EXERCISE BRIEF: Update the items below by changing every "tab" to "comma" and leaving the rest unchanged.

SUPPLIED RECORDS:
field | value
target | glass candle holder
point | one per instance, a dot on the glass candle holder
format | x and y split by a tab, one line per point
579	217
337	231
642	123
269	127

OUTPUT OF THE EXERCISE:
field | value
target | glass candle holder
point | one per instance, a dot on the glass candle holder
format | x and y split by a comma, one line per point
579	217
337	231
642	123
269	127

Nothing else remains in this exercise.